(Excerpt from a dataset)
──────

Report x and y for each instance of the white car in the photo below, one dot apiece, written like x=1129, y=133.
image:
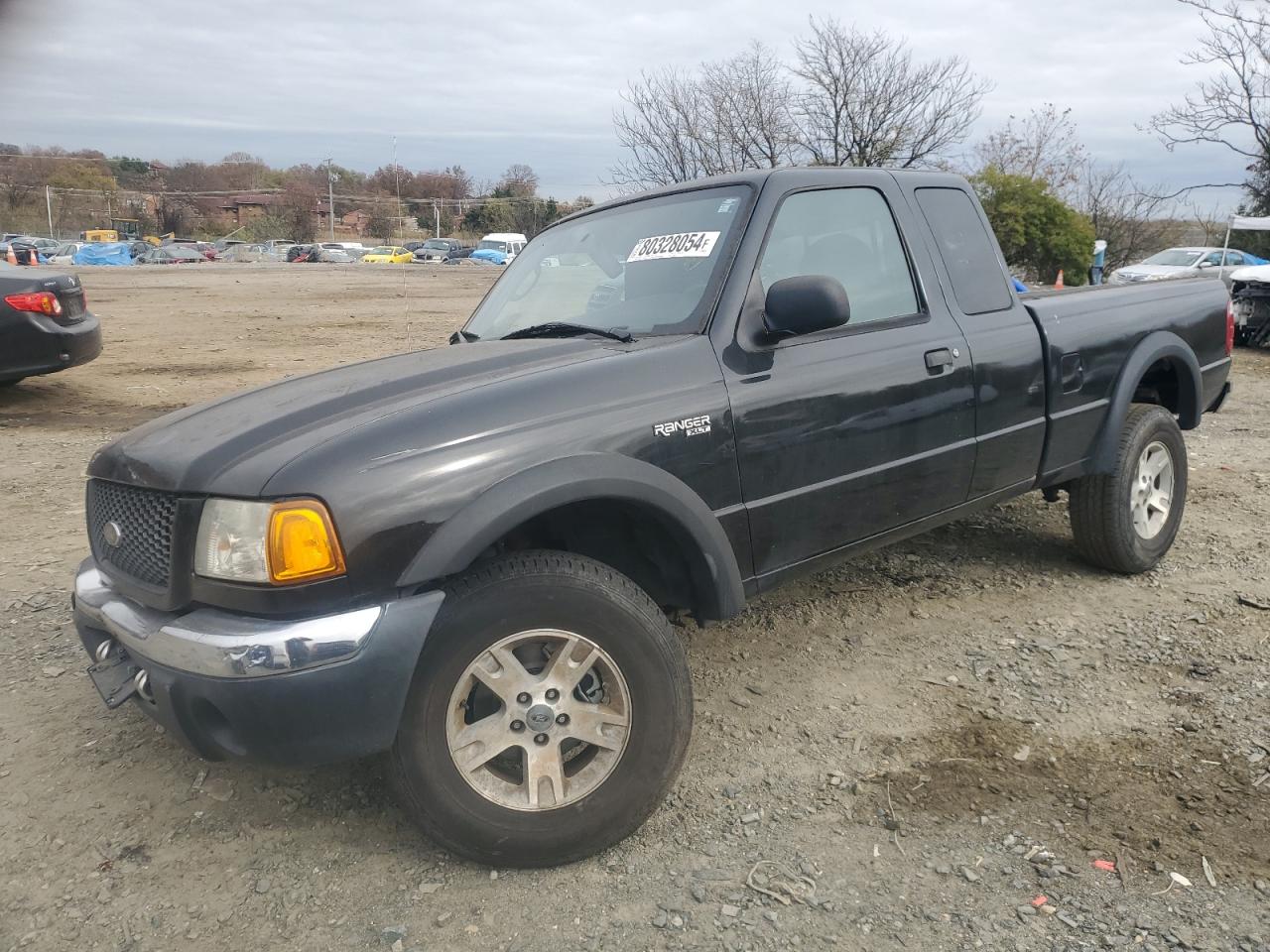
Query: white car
x=509, y=243
x=64, y=253
x=1178, y=263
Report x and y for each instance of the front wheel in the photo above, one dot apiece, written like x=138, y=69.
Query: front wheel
x=1127, y=521
x=550, y=711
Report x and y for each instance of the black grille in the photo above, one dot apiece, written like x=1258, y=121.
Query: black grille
x=145, y=518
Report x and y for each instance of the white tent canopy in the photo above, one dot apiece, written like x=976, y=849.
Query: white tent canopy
x=1239, y=222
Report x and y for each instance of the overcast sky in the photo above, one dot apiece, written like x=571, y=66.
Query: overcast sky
x=489, y=82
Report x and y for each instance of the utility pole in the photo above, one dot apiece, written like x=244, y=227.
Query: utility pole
x=331, y=178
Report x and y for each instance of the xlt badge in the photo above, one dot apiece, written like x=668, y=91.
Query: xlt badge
x=689, y=426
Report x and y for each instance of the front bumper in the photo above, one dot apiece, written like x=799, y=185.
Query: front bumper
x=295, y=692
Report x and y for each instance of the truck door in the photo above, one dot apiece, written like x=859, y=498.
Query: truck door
x=846, y=433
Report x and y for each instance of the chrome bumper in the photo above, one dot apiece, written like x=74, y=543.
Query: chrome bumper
x=217, y=644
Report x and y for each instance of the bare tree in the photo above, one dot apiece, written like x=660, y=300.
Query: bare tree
x=1125, y=214
x=748, y=108
x=518, y=181
x=1043, y=145
x=867, y=102
x=1230, y=107
x=735, y=114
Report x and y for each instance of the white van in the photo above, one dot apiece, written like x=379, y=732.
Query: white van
x=509, y=243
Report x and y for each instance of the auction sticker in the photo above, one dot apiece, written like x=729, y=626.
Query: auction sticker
x=686, y=244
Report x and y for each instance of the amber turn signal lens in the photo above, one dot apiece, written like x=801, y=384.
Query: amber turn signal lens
x=303, y=543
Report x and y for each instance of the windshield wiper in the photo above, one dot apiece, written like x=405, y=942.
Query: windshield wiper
x=564, y=329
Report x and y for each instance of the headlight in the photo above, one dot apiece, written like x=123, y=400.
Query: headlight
x=267, y=542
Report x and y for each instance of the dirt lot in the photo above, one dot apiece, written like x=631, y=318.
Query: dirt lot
x=920, y=743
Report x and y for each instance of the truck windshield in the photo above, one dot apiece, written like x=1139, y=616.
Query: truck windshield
x=643, y=268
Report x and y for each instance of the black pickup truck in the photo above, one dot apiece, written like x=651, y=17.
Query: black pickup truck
x=466, y=556
x=45, y=324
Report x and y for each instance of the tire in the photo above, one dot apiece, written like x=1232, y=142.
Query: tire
x=643, y=665
x=1109, y=531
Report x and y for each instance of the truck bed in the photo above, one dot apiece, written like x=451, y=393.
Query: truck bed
x=1087, y=331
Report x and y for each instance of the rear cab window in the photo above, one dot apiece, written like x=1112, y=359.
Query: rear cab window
x=847, y=234
x=971, y=263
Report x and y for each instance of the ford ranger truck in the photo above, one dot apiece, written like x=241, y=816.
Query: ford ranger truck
x=463, y=558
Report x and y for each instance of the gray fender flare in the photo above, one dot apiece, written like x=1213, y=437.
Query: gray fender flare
x=1157, y=345
x=509, y=503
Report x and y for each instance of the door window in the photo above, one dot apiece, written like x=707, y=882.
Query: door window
x=846, y=234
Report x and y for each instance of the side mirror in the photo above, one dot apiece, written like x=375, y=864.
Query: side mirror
x=804, y=304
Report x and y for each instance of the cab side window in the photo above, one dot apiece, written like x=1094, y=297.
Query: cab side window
x=846, y=234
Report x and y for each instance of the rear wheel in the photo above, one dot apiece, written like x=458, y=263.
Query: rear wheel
x=1127, y=521
x=550, y=711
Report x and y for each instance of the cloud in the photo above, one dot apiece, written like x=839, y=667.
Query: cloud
x=503, y=81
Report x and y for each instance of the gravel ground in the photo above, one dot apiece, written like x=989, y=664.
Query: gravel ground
x=970, y=740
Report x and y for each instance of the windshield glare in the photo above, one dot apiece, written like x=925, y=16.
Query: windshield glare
x=642, y=268
x=1176, y=257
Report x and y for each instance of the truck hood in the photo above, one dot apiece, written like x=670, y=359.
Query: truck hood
x=232, y=445
x=1259, y=273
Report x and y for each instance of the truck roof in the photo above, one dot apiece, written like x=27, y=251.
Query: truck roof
x=788, y=177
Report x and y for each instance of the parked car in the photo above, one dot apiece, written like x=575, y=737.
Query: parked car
x=172, y=254
x=23, y=245
x=388, y=254
x=508, y=243
x=243, y=253
x=439, y=250
x=318, y=253
x=1178, y=263
x=64, y=253
x=463, y=556
x=45, y=324
x=1250, y=298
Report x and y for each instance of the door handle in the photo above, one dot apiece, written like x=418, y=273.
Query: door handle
x=938, y=359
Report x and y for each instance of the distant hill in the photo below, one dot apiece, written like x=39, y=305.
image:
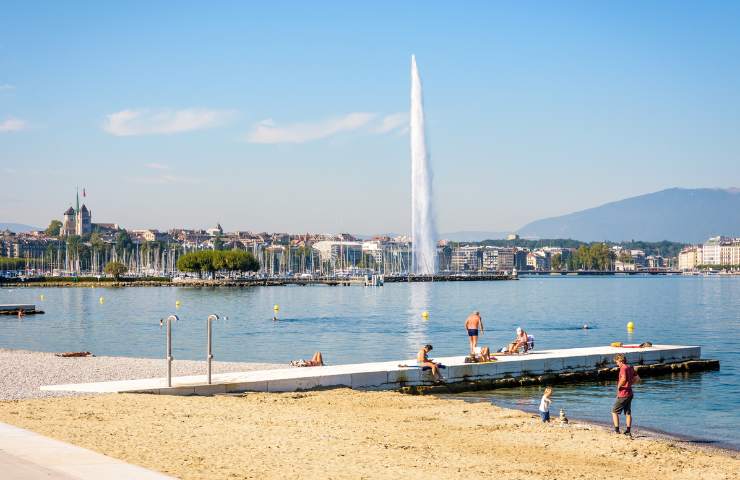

──────

- Task goal
Rewrite all the records above as a Markdown table with the columns Row and Line, giving each line its own numbered row and skipping blank lines. Leave the pictures out.

- Completed task
| Row | Line |
|---|---|
| 1 | Report x and y for each instance of the white car in the photo below, one dot apiece, written like x=1129, y=133. |
| 2 | image: |
| 3 | Query: white car |
| 4 | x=509, y=243 |
| 5 | x=64, y=253 |
| 6 | x=1178, y=263 |
| 7 | Report x and y for each instance of the front wheel in the photo above, one dot apiece, written like x=138, y=69. |
| 8 | Query: front wheel |
| 9 | x=1127, y=521 |
| 10 | x=550, y=711 |
| 11 | Report x and y for each instance of the black grille in the photo above, one dot apiece, written like x=1258, y=121. |
| 12 | Query: black grille |
| 13 | x=145, y=518 |
| 14 | Report x and y for each instance of the white tent canopy in the photo above, one dot apiece, written like x=976, y=849. |
| 15 | Query: white tent canopy |
| 16 | x=1239, y=222 |
| 17 | Report x and y for each instance of the overcast sky in the photo above, one dot apiece, written like x=571, y=66. |
| 18 | Query: overcast sky |
| 19 | x=489, y=82 |
| 20 | Report x and y for each instance of the utility pole in the photo above, one dot apiece, written like x=244, y=227. |
| 21 | Query: utility pole |
| 22 | x=331, y=178 |
| 23 | Report x and y for each instance of the xlt badge in the photo above, one dot apiece, written like x=668, y=91. |
| 24 | Query: xlt badge |
| 25 | x=689, y=426 |
| 26 | Report x and y for each instance of the front bumper in the photo above, one dot apiece, written like x=799, y=185. |
| 27 | Query: front bumper |
| 28 | x=295, y=692 |
| 29 | Report x and y for each instance of the truck door in the photo above, one dot apiece, written like x=859, y=498. |
| 30 | Query: truck door |
| 31 | x=846, y=433 |
| 32 | Report x and y for each instance of the chrome bumper in the photo above, one dot apiece, written like x=74, y=543. |
| 33 | Query: chrome bumper |
| 34 | x=217, y=644 |
| 35 | Report x and y for each instance of the bare tree in the photo above, one dot apiece, written like x=660, y=300. |
| 36 | Query: bare tree |
| 37 | x=1125, y=214 |
| 38 | x=748, y=108 |
| 39 | x=518, y=181 |
| 40 | x=1043, y=145 |
| 41 | x=867, y=102 |
| 42 | x=1230, y=107 |
| 43 | x=735, y=114 |
| 44 | Report x and y for each instance of the white van in the photo above, one dot apiece, written like x=379, y=732. |
| 45 | Query: white van |
| 46 | x=509, y=243 |
| 47 | Report x and y for each instance of the auction sticker in the photo above, one dot apiece, written like x=729, y=626. |
| 48 | Query: auction sticker |
| 49 | x=686, y=244 |
| 50 | Report x and y for each instance of the amber turn signal lens in the photo above, one dot apiece, written like x=801, y=384. |
| 51 | Query: amber turn signal lens |
| 52 | x=303, y=543 |
| 53 | Report x and y for each instance of the windshield wiper in the photo above, one dot apiece, written like x=405, y=942. |
| 54 | Query: windshield wiper |
| 55 | x=564, y=329 |
| 56 | Report x and y for each instance of the headlight in the photo above, one dot apiece, written like x=123, y=400. |
| 57 | Query: headlight |
| 58 | x=267, y=542 |
| 59 | Report x and y for each instance of the dirt lot in the photo above, one dot apiece, written like x=631, y=318. |
| 60 | Query: dirt lot |
| 61 | x=920, y=743 |
| 62 | Report x and y for each instance of the truck windshield in the photo above, one dot apiece, written like x=1139, y=616. |
| 63 | Query: truck windshield |
| 64 | x=643, y=268 |
| 65 | Report x and y for each instance of the black pickup truck in the photo above, one dot apiece, written like x=651, y=17. |
| 66 | Query: black pickup truck |
| 67 | x=466, y=556 |
| 68 | x=45, y=324 |
| 69 | Report x and y for each instance of the tire in the photo above, one dot apiece, written like x=1232, y=142. |
| 70 | Query: tire |
| 71 | x=643, y=665 |
| 72 | x=1109, y=531 |
| 73 | Report x and y for each instance of the truck bed in the photo above, one dot apiece, written like x=451, y=393. |
| 74 | Query: truck bed |
| 75 | x=1087, y=331 |
| 76 | Report x and y for each instance of the rear cab window in the photo above, one dot apiece, written like x=1112, y=359. |
| 77 | Query: rear cab window |
| 78 | x=847, y=234 |
| 79 | x=971, y=263 |
| 80 | Report x and y for each instance of the ford ranger truck in the photo above, one dot apiece, written like x=241, y=816. |
| 81 | Query: ford ranger truck |
| 82 | x=463, y=558 |
| 83 | Report x and y for each instance of the gray fender flare in the photo above, one dot apiece, written like x=1213, y=437. |
| 84 | Query: gray fender flare |
| 85 | x=1157, y=345 |
| 86 | x=509, y=503 |
| 87 | Report x and y for each instance of the door window in the photo above, one dot apiece, written like x=707, y=882. |
| 88 | Query: door window |
| 89 | x=846, y=234 |
| 90 | Report x and y for each instance of the side mirror in the photo above, one dot apiece, written like x=375, y=864. |
| 91 | Query: side mirror |
| 92 | x=804, y=304 |
| 93 | Report x and y for each instance of the cab side window in the photo above, one dot apiece, written like x=1094, y=297. |
| 94 | Query: cab side window |
| 95 | x=846, y=234 |
| 96 | Report x and y for each instance of the rear wheel in the photo above, one dot apiece, written like x=458, y=263. |
| 97 | Query: rear wheel |
| 98 | x=1127, y=521 |
| 99 | x=550, y=711 |
| 100 | Report x and y for each instance of the cloud in the photo above, one dot apiece, written like x=839, y=667. |
| 101 | Query: cloud |
| 102 | x=503, y=81 |
| 103 | Report x and y for each instance of the gravel ground in the photo above, one dot apiece, written like x=989, y=664. |
| 104 | Query: gravel ground |
| 105 | x=970, y=740 |
| 106 | Report x and y for each instance of the windshield glare in the photo above, one dot apiece, written like x=925, y=16. |
| 107 | Query: windshield glare |
| 108 | x=642, y=268 |
| 109 | x=1176, y=257 |
| 110 | Report x and y for each instance of the truck hood in the photo above, one dot apiece, written like x=670, y=359. |
| 111 | Query: truck hood |
| 112 | x=232, y=445 |
| 113 | x=1259, y=273 |
| 114 | Report x and y for each instance of the truck roof in the photo above, one dot apiece, written like x=27, y=251. |
| 115 | Query: truck roof |
| 116 | x=788, y=177 |
| 117 | Report x and y for each instance of the parked car in the photo above, one dot apiece, written like x=575, y=737. |
| 118 | Query: parked car |
| 119 | x=172, y=254 |
| 120 | x=23, y=245 |
| 121 | x=388, y=254 |
| 122 | x=508, y=243 |
| 123 | x=243, y=253 |
| 124 | x=439, y=250 |
| 125 | x=318, y=253 |
| 126 | x=1178, y=263 |
| 127 | x=64, y=253 |
| 128 | x=463, y=556 |
| 129 | x=45, y=324 |
| 130 | x=1250, y=298 |
| 131 | Report x and y for each instance of the door handle in the photo above, one dot apiece, written like x=418, y=273. |
| 132 | Query: door handle |
| 133 | x=938, y=359 |
| 134 | Report x and y for each instance of the distant hill in the photo below, one dot apiece, written like x=39, y=305. |
| 135 | image: |